[Records from a dataset]
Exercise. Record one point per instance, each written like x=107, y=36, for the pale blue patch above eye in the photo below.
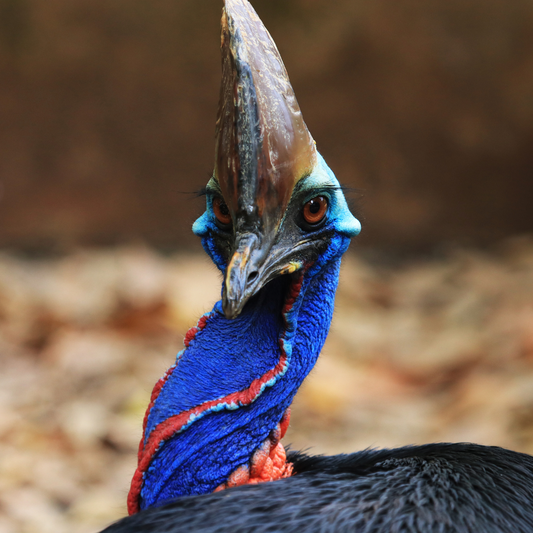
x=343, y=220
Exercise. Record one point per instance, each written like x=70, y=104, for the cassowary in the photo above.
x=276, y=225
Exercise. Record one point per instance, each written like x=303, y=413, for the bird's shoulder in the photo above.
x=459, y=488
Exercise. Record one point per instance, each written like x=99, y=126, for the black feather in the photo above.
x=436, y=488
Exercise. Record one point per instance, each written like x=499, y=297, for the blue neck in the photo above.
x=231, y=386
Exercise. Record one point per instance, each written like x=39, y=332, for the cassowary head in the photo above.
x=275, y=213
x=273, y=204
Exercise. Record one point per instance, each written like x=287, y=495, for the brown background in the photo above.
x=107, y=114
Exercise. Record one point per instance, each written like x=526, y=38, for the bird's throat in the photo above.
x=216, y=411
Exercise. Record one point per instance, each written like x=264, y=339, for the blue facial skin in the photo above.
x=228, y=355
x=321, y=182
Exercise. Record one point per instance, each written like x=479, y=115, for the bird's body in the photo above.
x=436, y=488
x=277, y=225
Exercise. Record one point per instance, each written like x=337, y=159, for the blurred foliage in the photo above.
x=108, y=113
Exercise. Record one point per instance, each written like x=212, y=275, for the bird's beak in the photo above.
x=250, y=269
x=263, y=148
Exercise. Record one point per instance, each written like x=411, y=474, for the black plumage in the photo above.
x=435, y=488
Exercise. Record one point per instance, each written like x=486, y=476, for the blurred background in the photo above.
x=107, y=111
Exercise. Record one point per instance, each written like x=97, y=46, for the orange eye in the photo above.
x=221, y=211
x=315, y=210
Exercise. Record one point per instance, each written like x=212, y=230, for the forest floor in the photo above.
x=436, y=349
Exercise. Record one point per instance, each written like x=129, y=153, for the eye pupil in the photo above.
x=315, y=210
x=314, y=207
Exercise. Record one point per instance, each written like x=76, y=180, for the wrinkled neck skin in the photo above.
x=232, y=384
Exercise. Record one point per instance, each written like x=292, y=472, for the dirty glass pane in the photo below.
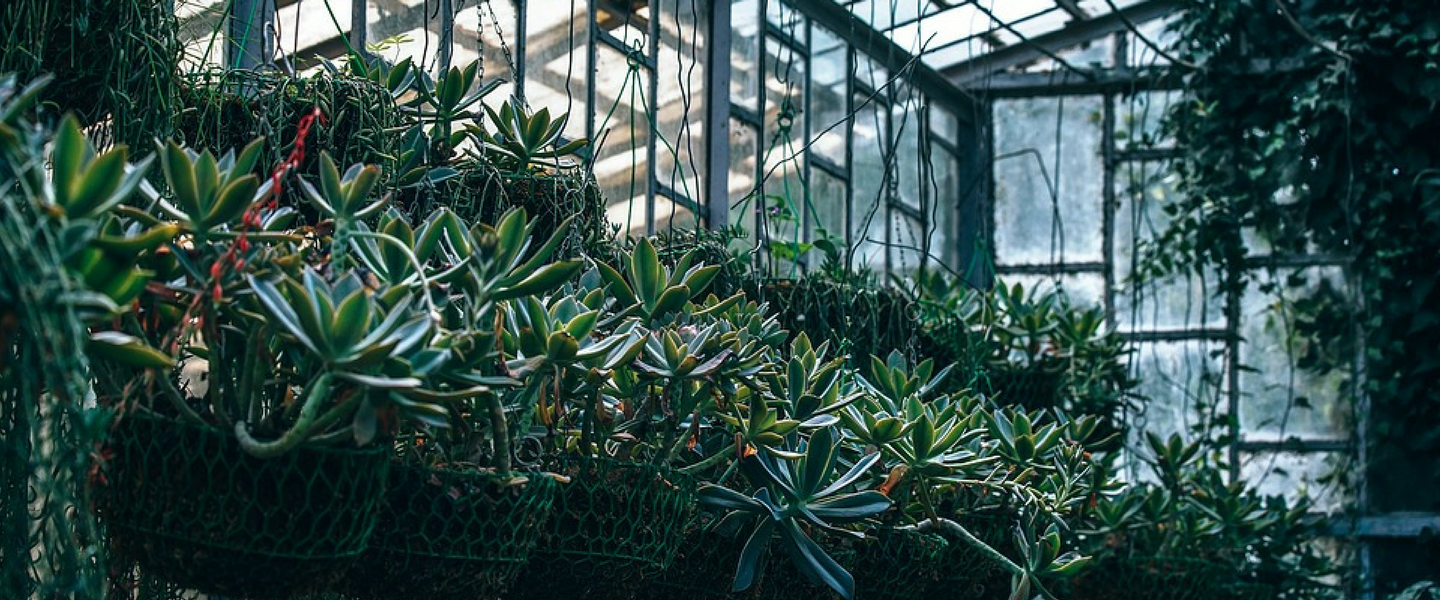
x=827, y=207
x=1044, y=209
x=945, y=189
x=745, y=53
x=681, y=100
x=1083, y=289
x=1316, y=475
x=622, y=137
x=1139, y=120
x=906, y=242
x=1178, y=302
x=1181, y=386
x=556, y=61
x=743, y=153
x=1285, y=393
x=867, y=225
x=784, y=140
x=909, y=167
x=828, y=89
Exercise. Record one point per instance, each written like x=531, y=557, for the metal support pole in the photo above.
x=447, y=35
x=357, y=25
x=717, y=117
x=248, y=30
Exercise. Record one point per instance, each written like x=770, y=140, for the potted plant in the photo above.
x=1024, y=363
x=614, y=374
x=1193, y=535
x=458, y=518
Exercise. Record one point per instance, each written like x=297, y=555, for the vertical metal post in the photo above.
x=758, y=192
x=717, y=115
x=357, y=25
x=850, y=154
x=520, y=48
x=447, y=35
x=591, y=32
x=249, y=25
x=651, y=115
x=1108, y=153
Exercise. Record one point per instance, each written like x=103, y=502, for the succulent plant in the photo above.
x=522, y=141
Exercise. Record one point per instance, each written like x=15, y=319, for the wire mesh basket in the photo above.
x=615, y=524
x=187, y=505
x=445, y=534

WORK TO BE COMPLETED
What is needed is the data above, retyped exactly, with every picture left out.

RESULT FOR THIS TASK
Exercise. Record one point per instance, each written like x=107, y=36, for the pale blue patch above eye in the photo below.
x=343, y=220
Exercise. Record one point per instance, each written like x=70, y=104, for the cassowary in the photo above.
x=276, y=225
Exercise. Record one point per instance, each written like x=303, y=413, for the bird's shoulder in the photo above.
x=459, y=488
Exercise. Record one point per instance, each written like x=99, y=126, for the black feather in the photo above.
x=436, y=488
Exercise. Record one point per instance, each written like x=499, y=297, for the blue neck in the photo above.
x=231, y=386
Exercise. Record one point per instance, each written like x=39, y=332, for the cassowary head in the photo above.
x=275, y=213
x=273, y=204
Exercise. Record one point per instance, each written like x=287, y=495, for the brown background in the photo above.
x=107, y=114
Exercise. Record one point per instance, each written like x=526, y=38, for the bird's throat in the photo above.
x=216, y=411
Exercise. Record one point per instance, each written like x=264, y=339, for the blue facial skin in the photo above.
x=228, y=355
x=321, y=182
Exercise. Record one point per instance, each written like x=479, y=115, for the bird's body in the photo above.
x=436, y=488
x=277, y=225
Exercise. Record one point per instance, each written like x=337, y=159, for the blurred foliage in the photo above.
x=108, y=113
Exercise. Record one point per instance, each written like x=212, y=275, for the bird's beak in the photo above.
x=250, y=269
x=263, y=148
Exercise. Record one point per instance, each written like x=411, y=474, for the black plumage in the photo above.
x=435, y=488
Exercise. Record one point per instance, each written like x=486, y=476, for the blurred background in the photo above.
x=107, y=111
Exercise. Record one point per instance, each written like x=97, y=46, for the orange eye in the photo above.
x=221, y=211
x=315, y=210
Exercise. Record one point per instance, each written like x=212, y=230, for the forest floor in the photo above.
x=436, y=349
Exercise. Record one point per instance, each written like x=129, y=153, for the eye pupil in the photo above.
x=315, y=210
x=314, y=207
Exercise. Record one point per instance, each written like x=76, y=180, for the wrinkled neck skin in the photo above.
x=232, y=384
Exercise. Record one point per instance, each written like x=292, y=472, for the dirty glass pane in the photo below.
x=827, y=207
x=1044, y=209
x=945, y=189
x=745, y=53
x=681, y=100
x=1083, y=289
x=1316, y=475
x=622, y=137
x=1139, y=120
x=906, y=242
x=1178, y=302
x=1181, y=386
x=556, y=61
x=743, y=153
x=1285, y=393
x=867, y=225
x=784, y=140
x=909, y=167
x=828, y=89
Exercise. Record one point per instance, each written like x=531, y=557, for the metal support pole in the photo above.
x=447, y=35
x=357, y=25
x=717, y=117
x=248, y=30
Exercise. Record one point per instance, each written like x=770, y=140, for the potted plant in the photo above.
x=1024, y=363
x=614, y=374
x=1193, y=535
x=458, y=518
Exercise. Record one point per instance, each written like x=297, y=555, for the vertical metal post in the photo above.
x=758, y=192
x=717, y=115
x=357, y=25
x=850, y=154
x=520, y=48
x=447, y=35
x=591, y=32
x=249, y=25
x=651, y=115
x=1108, y=153
Exercise. Record one point per instance, each written like x=103, y=502, for the succulent plant in the photo above.
x=522, y=141
Exercise. Record one point per instance, each written like x=15, y=319, for the wire mesh basket in the photo above.
x=615, y=524
x=187, y=505
x=445, y=534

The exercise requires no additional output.